* WHAT TO PRODUCE
Extend the mailing-list post about whitespace in XML element content, picking up right after its final sentence.

* SOURCE DOCUMENT

[
Lists Home |
Date Index |
Thread Index
]
- To: xml-dev@lists.xml.org
- Subject: Guidelines for handling of elements' content?
- From: Ralf <ralfml@alfray.com>
- Date: Tue, 23 Sep 2003 22:29:09 -0700
- Organization: Alfray Inc.
- User-agent: Mozilla/5.0 (Windows; U; Windows NT 5.1; en-US; rv:1.4) Gecko/20030624
Hi!
Disclaimer: this is a newbie question. Please email me offlist if my
question is best answered somewhere else. Flames burn. Thanks in advance.
I'm parsing a SVG file using libxml2 and for each element node I get its
content. [Note: this is not an SVG nor libxml2 specific question]
This turns out to be a concatenation of all the "text" located between
the node' list of children, recursively, including spaces and end of
lines. Fine, that's what the XML specs says will happen (not that I
understand the logic of it).
This content contains both the xml user content (i.e. the "real"
content) and the xml text file "format" content.
My real question is how do I use that content? How do I design my XML?
How do I know that the spacing matters, or that the \n matters or are
just a byproduct of the XML text file?
Is it best to remove all spacing and \n after and before any kind of
non-whitespace content?

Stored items
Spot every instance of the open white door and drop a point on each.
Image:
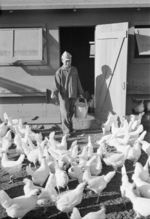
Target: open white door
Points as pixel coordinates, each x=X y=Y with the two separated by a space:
x=111 y=49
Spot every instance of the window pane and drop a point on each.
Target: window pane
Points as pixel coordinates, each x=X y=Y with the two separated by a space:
x=6 y=43
x=28 y=43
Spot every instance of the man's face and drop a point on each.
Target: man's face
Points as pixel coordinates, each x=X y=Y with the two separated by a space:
x=66 y=63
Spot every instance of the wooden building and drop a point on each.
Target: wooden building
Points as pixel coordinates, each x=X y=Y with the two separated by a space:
x=108 y=39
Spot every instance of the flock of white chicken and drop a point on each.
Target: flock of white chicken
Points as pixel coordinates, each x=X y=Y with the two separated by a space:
x=51 y=165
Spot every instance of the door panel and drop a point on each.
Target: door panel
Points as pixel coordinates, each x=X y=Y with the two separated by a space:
x=111 y=43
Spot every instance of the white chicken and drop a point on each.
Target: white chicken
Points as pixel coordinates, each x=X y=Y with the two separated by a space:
x=19 y=206
x=126 y=186
x=99 y=183
x=61 y=177
x=140 y=204
x=47 y=194
x=66 y=201
x=100 y=214
x=39 y=175
x=146 y=147
x=75 y=172
x=142 y=171
x=10 y=166
x=90 y=147
x=139 y=108
x=3 y=129
x=143 y=187
x=7 y=141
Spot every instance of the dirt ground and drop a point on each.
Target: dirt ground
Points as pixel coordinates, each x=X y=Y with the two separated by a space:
x=116 y=207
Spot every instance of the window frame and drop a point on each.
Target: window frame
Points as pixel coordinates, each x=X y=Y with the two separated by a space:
x=31 y=59
x=139 y=59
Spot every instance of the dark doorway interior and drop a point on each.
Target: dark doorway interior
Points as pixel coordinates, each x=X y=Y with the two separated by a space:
x=76 y=40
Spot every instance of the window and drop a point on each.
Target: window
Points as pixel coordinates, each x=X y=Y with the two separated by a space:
x=22 y=45
x=141 y=44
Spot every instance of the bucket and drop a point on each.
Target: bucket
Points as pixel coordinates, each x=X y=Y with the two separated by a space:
x=81 y=108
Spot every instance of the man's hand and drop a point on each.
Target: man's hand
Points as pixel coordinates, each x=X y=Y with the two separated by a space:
x=81 y=96
x=53 y=96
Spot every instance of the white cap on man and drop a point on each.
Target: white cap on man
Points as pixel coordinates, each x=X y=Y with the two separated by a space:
x=66 y=56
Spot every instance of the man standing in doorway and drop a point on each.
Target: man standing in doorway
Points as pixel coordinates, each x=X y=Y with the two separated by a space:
x=68 y=87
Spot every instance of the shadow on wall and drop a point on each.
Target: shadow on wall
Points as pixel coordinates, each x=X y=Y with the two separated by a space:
x=13 y=87
x=103 y=99
x=51 y=58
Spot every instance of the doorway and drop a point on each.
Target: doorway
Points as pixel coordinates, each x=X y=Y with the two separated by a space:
x=75 y=40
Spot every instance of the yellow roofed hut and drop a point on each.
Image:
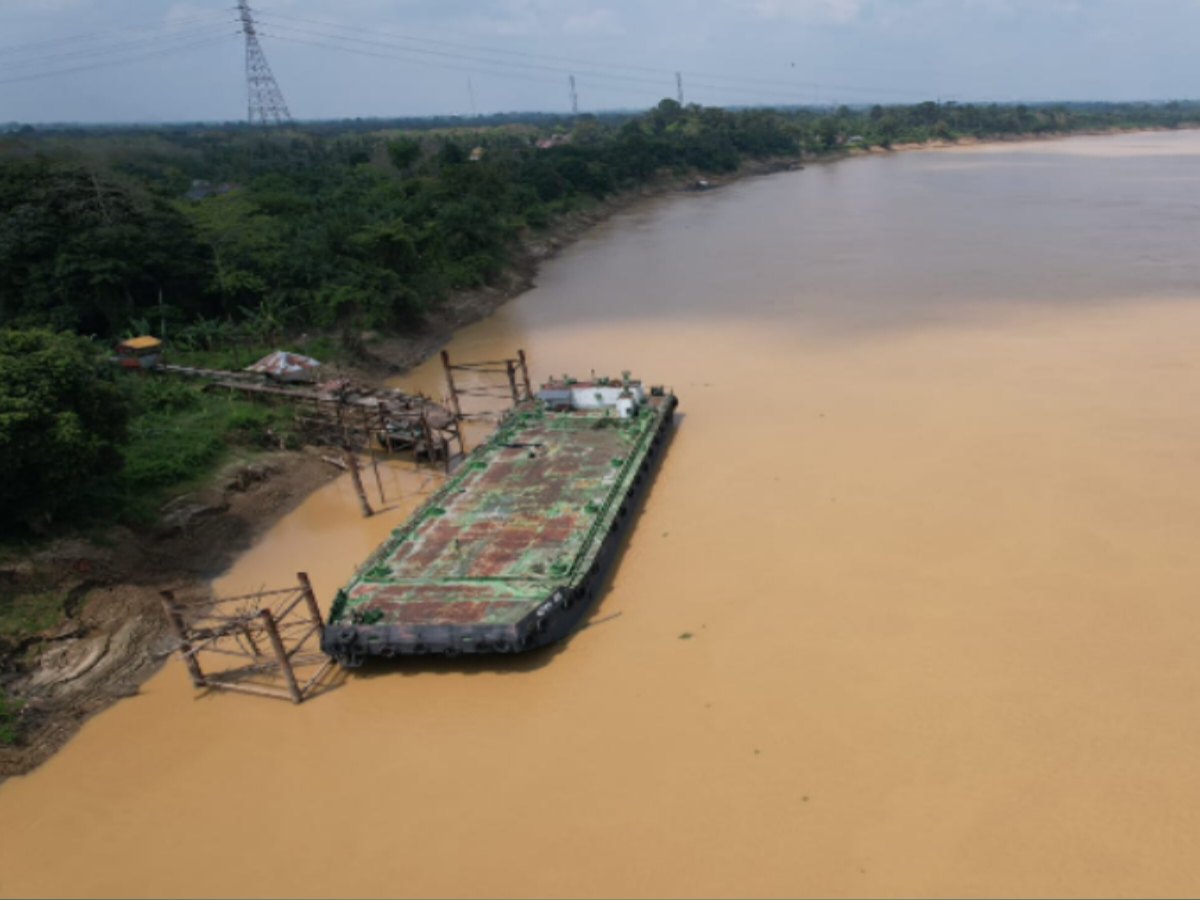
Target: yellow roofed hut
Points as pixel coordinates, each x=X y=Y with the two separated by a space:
x=144 y=352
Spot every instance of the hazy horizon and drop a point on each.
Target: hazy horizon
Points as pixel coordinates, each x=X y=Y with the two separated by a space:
x=167 y=61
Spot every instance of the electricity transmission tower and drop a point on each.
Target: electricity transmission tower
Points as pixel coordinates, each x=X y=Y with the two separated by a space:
x=265 y=100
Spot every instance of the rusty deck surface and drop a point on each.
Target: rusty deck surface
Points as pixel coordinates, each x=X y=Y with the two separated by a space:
x=525 y=516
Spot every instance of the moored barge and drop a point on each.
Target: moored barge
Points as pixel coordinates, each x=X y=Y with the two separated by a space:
x=508 y=555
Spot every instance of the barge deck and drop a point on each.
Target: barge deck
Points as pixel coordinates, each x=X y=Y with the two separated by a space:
x=508 y=555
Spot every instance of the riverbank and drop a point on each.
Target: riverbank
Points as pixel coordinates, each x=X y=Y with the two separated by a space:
x=393 y=355
x=113 y=637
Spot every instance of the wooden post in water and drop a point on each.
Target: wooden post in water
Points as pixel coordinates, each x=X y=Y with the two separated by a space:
x=273 y=633
x=310 y=598
x=454 y=391
x=185 y=646
x=375 y=462
x=353 y=466
x=525 y=375
x=510 y=370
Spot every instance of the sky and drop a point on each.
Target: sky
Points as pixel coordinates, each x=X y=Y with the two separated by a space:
x=184 y=60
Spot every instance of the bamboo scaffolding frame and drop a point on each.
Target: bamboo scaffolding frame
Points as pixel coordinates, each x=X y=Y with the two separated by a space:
x=285 y=624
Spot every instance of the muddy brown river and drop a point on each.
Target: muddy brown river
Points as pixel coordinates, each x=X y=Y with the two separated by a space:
x=930 y=519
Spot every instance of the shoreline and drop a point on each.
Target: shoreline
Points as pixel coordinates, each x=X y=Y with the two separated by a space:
x=103 y=652
x=395 y=355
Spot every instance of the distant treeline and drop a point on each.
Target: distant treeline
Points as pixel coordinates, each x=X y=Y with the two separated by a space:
x=359 y=225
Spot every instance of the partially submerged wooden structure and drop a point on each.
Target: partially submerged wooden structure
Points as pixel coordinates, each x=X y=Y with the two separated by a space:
x=263 y=643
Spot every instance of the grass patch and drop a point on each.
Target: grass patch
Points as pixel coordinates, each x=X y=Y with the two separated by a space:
x=10 y=709
x=179 y=437
x=29 y=615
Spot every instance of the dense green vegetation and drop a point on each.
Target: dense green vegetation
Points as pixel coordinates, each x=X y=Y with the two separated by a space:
x=63 y=420
x=81 y=439
x=225 y=239
x=196 y=231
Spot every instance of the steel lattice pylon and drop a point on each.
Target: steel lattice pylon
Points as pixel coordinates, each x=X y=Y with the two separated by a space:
x=265 y=100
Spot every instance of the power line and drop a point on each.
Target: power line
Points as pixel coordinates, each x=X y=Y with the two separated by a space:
x=34 y=47
x=109 y=64
x=102 y=51
x=577 y=64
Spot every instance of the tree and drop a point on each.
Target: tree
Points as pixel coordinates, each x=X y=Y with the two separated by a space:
x=63 y=421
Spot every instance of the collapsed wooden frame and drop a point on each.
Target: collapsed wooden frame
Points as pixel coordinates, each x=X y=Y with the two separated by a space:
x=265 y=631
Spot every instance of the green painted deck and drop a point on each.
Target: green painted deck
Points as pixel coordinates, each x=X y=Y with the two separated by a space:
x=525 y=515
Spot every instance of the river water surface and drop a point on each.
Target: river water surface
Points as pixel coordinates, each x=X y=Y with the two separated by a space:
x=930 y=519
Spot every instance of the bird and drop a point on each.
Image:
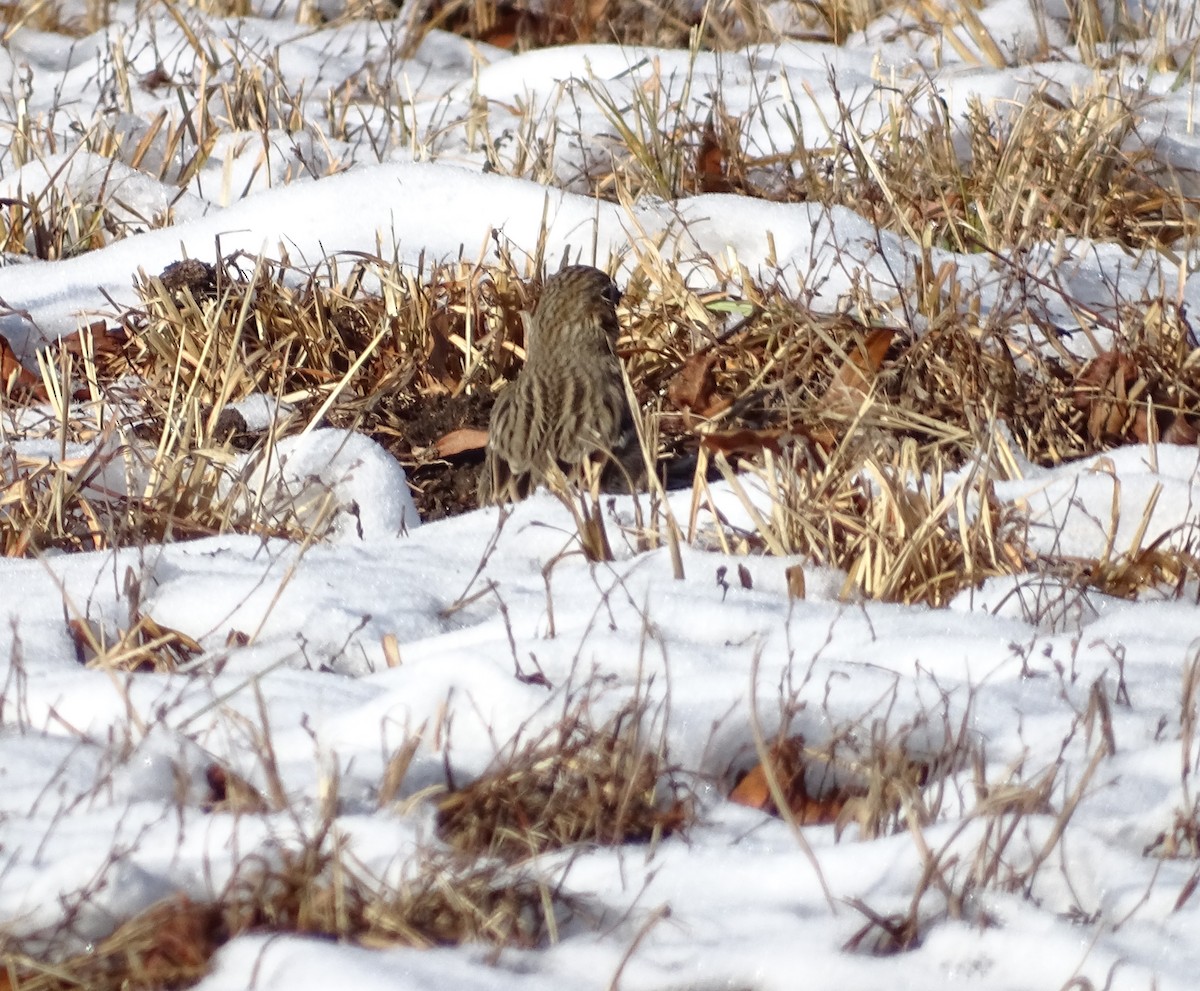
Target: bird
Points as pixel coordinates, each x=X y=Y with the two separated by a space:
x=567 y=408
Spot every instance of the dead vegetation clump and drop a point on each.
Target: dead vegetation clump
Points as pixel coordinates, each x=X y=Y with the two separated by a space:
x=311 y=890
x=580 y=784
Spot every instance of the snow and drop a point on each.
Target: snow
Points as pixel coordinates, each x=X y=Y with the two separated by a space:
x=103 y=774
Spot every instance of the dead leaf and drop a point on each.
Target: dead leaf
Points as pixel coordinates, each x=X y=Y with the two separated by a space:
x=460 y=440
x=744 y=442
x=693 y=385
x=852 y=382
x=796 y=581
x=16 y=377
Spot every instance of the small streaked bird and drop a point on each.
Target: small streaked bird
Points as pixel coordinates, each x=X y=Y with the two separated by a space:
x=568 y=404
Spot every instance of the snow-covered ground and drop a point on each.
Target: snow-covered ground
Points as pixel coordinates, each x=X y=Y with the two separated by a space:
x=103 y=774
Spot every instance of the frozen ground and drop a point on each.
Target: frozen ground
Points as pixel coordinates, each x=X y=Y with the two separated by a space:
x=102 y=774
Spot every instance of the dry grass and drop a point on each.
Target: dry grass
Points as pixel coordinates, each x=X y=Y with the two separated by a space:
x=868 y=440
x=577 y=784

* IN RESPONSE
Sure xml:space tells me I should preserve them or not... really? The
specs doesn't tell me much about it. It just says the application gets
it all or knows what to do with it. Well personnally I don't. What about
"good behavior" guidelines for applications?
Here I'm dealing with SVG (typically <text> and <tspan>) but I already
had the problem with other custom xml formats.]
A typical example that confuses me:
<text> this
is a text .
</text>
What should I interpret here? One straight line, one line with one \n in
the middle, or one with thre \n ? What about the spaces before "is" and
"this"?
Currently what I do is ignore any whitespace (space, \t and \n) before
and after the non-whitespace content. Everything inside I keep.
FAQs pointers or other welcome offlist.
Thanks in advance.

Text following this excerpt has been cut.